Return the article below on the Fair Pay Act of 2009 word for word, in full.
━━━━━ Extract provided ━━━━━
FAIR PAY ACT OF 2009

Written by: Patricia Bagby

In 2005, I had the pleasure of speaking at the Today’s Woman Expo on Pay equity for women. At that time, I reported that several major studies showed that women—in almost every category—were paid less than men doing the same work. In 2008 studies from labor unions, as well as studies on vital statistics for professional women, show that the pay gap between men and women still exists.

Here is the update. Women earn approximately 78 cents on a dollar for every dollar a man earns in a year. More important, there is a major change in employment law.

On January 29, 2009, President Barrack Obama signed the Lilly Ledbetter Fair Pay Act of 2009 (“Act”), which supersedes the Supreme Court’s decision in Ledbetter v. Goodyear Tire & Rubber Co., Inc., 550 U.S. 618 (2007). Ledbetter had required a compensation discrimination charge to be filed within 180 days of a discriminatory pay-setting decision (or 300 days in jurisdictions that have a local or state law prohibiting the same form of compensation discrimination).

The Act restores the pre-Ledbetter position of the EEOC that each paycheck that delivers discriminatory compensation is a wrong, and actionable under the federal EEO statutes, regardless of when the discrimination began. The Act has a retroactive effective date of May 28, 2007, and applies to all claims of discriminatory compensation pending on or after that date.

Lilly Ledbetter is perhaps the best-known face of pay equity. She worked for the Goodyear Tire & Rubber Company but discovered she was paid significantly less than male co-workers with the same job. She filed suit under Title VII of the Civil Rights Act of 1964 and was awarded back pay and other remedies in a jury trial. However, the U.S. Supreme Court, in a May 2007 5-4 decision, reversed that award, leaving others in Ledbetter’s situation with virtually no recourse to pay discrimination.

Laws barring discrimination in education and employment give working women opportunities our mothers and grandmothers never had. Today, women work in many different fields, each requiring different skills and experience, and paying different wages. However, opening doors for women has not closed the door on pay discrimination. Equal pay is still a problem for many working women.
━━━━━ Data listing ━━━━━
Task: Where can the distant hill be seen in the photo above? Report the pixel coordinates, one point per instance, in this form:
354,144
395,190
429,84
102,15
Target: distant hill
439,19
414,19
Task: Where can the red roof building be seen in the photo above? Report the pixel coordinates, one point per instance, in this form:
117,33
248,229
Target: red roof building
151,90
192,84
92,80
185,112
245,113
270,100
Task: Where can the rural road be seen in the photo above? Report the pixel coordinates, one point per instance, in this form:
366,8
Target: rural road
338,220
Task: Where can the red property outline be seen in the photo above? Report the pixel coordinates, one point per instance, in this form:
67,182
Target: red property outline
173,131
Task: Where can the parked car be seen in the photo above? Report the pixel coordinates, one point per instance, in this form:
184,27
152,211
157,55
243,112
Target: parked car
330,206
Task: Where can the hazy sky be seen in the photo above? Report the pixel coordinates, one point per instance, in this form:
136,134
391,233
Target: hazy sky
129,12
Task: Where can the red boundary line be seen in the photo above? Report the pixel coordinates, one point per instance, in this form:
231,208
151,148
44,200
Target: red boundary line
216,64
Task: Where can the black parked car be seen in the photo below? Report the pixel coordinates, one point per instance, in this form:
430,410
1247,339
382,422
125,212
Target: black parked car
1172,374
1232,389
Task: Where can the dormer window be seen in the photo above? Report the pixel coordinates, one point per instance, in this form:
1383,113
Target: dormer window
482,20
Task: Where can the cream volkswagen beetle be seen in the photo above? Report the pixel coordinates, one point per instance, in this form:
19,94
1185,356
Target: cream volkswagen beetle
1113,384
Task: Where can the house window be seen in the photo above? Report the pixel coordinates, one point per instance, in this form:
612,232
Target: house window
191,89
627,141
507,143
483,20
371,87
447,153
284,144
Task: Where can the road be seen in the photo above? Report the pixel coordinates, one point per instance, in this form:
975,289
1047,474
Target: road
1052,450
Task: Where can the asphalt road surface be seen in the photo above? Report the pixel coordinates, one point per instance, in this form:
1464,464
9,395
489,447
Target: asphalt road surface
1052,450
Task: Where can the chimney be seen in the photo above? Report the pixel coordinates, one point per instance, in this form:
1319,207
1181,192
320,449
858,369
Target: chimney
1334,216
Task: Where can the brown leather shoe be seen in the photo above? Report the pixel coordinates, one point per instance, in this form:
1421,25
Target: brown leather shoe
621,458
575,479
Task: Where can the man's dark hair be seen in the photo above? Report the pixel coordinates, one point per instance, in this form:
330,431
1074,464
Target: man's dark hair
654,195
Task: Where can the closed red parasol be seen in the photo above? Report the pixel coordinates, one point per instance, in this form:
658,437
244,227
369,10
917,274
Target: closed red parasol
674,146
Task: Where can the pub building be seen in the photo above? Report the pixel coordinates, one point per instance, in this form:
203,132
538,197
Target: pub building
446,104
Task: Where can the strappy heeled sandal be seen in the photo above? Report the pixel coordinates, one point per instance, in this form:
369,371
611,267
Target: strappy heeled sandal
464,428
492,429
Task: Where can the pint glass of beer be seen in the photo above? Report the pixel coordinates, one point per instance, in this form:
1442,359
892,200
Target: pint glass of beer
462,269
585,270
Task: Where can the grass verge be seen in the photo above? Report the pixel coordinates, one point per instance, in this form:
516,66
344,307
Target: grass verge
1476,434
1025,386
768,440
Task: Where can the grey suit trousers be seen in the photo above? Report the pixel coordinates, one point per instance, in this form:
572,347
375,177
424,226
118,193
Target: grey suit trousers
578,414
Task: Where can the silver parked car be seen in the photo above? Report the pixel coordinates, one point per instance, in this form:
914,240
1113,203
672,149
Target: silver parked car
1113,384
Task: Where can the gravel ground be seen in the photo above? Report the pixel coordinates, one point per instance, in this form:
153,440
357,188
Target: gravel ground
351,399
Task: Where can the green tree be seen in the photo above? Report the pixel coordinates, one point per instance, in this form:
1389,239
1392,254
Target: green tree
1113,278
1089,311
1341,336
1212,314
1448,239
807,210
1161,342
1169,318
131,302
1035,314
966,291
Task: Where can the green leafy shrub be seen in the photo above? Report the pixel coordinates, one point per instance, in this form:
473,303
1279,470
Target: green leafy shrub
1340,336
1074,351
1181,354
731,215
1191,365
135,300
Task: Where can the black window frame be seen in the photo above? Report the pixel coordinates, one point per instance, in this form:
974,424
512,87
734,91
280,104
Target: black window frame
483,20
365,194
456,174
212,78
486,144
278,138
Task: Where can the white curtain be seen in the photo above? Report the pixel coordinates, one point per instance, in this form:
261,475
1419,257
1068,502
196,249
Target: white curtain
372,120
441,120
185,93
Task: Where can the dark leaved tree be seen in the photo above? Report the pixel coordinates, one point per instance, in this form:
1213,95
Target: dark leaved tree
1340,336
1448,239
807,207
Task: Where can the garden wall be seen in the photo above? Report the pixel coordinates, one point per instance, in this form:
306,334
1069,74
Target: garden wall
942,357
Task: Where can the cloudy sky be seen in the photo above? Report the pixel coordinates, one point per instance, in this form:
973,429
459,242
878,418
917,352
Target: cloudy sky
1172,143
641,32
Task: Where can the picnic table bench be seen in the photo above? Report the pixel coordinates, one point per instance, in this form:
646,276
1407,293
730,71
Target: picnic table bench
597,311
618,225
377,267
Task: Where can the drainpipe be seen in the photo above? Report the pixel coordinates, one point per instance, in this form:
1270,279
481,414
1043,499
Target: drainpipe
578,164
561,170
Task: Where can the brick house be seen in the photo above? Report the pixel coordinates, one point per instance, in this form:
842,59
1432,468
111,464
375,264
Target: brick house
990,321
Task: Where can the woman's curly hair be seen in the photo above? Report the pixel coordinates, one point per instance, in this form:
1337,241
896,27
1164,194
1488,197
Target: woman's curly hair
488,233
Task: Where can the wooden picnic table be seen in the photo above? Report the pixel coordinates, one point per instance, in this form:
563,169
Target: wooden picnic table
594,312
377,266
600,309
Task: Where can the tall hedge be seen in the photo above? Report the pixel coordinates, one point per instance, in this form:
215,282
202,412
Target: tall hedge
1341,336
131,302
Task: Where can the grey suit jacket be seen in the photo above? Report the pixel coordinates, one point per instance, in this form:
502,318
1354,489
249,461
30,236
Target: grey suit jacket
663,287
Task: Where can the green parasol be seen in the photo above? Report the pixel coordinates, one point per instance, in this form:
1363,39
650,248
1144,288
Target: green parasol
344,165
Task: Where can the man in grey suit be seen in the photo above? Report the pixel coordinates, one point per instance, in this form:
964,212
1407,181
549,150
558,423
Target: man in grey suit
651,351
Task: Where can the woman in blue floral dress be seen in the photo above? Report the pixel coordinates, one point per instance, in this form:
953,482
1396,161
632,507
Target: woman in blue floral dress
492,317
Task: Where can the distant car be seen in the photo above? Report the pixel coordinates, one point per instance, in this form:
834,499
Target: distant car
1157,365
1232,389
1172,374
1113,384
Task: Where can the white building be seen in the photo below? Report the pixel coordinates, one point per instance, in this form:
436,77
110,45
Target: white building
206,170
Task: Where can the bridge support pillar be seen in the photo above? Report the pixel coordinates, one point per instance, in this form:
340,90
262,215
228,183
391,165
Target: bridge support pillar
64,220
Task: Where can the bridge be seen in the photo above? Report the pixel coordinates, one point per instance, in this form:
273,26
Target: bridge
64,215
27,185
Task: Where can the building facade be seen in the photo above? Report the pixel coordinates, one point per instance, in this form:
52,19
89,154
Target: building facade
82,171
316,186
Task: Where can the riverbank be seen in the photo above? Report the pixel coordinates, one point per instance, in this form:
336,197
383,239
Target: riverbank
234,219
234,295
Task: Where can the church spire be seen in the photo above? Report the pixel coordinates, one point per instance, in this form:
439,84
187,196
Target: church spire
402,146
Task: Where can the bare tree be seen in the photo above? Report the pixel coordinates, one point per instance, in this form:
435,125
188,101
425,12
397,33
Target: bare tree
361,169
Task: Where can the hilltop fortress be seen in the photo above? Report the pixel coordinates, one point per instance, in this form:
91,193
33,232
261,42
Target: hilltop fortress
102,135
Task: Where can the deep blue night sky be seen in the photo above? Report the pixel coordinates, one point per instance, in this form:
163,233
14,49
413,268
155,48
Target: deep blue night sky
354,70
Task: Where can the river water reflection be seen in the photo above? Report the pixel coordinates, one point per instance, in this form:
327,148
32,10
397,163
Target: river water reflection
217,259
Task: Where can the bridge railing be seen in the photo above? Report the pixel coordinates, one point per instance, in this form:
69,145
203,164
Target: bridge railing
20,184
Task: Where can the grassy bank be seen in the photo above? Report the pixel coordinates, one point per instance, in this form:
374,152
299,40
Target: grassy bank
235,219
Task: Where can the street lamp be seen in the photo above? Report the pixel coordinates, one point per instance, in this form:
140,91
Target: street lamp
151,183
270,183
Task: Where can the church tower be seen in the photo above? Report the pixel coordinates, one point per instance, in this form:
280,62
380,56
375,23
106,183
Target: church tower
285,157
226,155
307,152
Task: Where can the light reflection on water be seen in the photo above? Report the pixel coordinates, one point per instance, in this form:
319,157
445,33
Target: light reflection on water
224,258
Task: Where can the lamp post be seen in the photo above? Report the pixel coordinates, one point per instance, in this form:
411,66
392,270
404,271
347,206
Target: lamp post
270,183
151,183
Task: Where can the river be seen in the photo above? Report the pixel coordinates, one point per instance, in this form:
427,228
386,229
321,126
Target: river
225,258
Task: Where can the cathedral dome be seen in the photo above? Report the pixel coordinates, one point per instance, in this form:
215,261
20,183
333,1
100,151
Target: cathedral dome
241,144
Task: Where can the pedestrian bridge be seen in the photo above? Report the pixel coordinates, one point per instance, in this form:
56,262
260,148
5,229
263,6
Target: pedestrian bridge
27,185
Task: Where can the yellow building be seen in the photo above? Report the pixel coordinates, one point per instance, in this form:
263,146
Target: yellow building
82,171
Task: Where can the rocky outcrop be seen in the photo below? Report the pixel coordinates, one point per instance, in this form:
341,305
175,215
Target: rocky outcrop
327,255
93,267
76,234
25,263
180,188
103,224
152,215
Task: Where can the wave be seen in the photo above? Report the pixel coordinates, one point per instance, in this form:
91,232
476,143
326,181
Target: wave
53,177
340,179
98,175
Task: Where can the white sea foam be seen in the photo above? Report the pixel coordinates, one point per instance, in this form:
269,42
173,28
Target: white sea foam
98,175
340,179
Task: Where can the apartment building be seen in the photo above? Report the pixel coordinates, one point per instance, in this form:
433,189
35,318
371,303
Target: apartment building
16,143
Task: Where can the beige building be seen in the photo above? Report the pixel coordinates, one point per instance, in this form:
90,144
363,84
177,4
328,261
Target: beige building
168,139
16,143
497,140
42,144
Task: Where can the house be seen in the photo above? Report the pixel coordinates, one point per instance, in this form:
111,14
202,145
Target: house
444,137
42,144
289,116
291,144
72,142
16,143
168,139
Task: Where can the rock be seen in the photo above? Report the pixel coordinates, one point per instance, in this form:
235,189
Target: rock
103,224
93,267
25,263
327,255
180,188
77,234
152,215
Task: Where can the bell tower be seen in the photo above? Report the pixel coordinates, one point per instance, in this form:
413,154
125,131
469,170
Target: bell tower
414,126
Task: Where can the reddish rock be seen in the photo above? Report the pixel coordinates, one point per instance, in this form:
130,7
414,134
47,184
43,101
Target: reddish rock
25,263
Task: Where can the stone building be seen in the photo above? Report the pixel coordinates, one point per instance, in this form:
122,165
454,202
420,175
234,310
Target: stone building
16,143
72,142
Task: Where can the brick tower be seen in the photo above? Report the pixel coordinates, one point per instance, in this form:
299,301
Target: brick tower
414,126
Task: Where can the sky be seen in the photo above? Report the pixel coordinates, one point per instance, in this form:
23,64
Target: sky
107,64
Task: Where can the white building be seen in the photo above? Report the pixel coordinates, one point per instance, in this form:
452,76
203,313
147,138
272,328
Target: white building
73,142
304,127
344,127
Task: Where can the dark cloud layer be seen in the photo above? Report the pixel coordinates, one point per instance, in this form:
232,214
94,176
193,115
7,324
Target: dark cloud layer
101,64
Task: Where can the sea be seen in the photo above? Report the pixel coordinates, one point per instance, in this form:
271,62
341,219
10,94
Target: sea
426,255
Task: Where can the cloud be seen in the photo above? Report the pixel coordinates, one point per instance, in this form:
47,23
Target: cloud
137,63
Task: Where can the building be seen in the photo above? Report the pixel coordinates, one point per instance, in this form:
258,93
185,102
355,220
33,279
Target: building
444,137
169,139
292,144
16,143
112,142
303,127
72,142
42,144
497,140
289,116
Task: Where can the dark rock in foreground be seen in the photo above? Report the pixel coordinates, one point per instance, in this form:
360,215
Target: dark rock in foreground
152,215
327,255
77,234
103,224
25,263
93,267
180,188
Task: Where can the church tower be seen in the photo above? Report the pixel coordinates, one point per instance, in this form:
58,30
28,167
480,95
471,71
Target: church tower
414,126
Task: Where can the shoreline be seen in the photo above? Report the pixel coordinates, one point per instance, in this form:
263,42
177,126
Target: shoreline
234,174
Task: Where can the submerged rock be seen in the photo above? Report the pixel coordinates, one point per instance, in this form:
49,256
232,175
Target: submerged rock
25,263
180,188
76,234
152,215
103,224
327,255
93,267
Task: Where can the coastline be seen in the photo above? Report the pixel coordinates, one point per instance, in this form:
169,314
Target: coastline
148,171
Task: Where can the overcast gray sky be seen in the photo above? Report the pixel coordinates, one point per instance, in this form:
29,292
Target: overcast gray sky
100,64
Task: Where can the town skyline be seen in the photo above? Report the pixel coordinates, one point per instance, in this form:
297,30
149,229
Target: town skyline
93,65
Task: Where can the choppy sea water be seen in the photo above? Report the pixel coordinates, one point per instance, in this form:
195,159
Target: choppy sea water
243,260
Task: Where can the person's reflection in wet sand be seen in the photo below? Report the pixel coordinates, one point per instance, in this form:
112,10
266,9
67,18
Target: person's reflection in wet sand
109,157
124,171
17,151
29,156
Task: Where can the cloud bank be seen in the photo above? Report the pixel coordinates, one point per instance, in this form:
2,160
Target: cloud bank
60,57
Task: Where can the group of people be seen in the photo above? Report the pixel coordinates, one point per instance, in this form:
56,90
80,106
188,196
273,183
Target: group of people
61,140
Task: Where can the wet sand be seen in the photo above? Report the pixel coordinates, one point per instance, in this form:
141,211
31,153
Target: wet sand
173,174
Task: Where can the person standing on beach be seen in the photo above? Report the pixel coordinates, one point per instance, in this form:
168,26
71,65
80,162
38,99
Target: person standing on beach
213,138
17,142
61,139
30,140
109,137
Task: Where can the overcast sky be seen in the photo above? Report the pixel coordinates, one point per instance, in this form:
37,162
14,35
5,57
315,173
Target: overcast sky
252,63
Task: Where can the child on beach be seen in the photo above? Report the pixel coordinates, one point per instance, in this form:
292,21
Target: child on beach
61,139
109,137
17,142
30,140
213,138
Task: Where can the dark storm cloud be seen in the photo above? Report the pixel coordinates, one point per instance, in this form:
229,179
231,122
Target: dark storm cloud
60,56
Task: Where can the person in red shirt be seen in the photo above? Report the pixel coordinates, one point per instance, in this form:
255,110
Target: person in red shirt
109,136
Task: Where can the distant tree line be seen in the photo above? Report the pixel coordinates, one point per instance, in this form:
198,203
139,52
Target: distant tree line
━━━━━
* Solution to the problem:
FAIR PAY ACT OF 2009

Written by: Patricia Bagby

In 2005, I had the pleasure of speaking at the Today’s Woman Expo on Pay equity for women. At that time, I reported that several major studies showed that women—in almost every category—were paid less than men doing the same work. In 2008 studies from labor unions, as well as studies on vital statistics for professional women, show that the pay gap between men and women still exists.

Here is the update. Women earn approximately 78 cents on a dollar for every dollar a man earns in a year. More important, there is a major change in employment law.

On January 29, 2009, President Barrack Obama signed the Lilly Ledbetter Fair Pay Act of 2009 (“Act”), which supersedes the Supreme Court’s decision in Ledbetter v. Goodyear Tire & Rubber Co., Inc., 550 U.S. 618 (2007). Ledbetter had required a compensation discrimination charge to be filed within 180 days of a discriminatory pay-setting decision (or 300 days in jurisdictions that have a local or state law prohibiting the same form of compensation discrimination).

The Act restores the pre-Ledbetter position of the EEOC that each paycheck that delivers discriminatory compensation is a wrong, and actionable under the federal EEO statutes, regardless of when the discrimination began. The Act has a retroactive effective date of May 28, 2007, and applies to all claims of discriminatory compensation pending on or after that date.

Lilly Ledbetter is perhaps the best-known face of pay equity. She worked for the Goodyear Tire & Rubber Company but discovered she was paid significantly less than male co-workers with the same job. She filed suit under Title VII of the Civil Rights Act of 1964 and was awarded back pay and other remedies in a jury trial. However, the U.S. Supreme Court, in a May 2007 5-4 decision, reversed that award, leaving others in Ledbetter’s situation with virtually no recourse to pay discrimination.

Laws barring discrimination in education and employment give working women opportunities our mothers and grandmothers never had. Today, women work in many different fields, each requiring different skills and experience, and paying different wages. However, opening doors for women has not closed the door on pay discrimination. Equal pay is still a problem for many working women.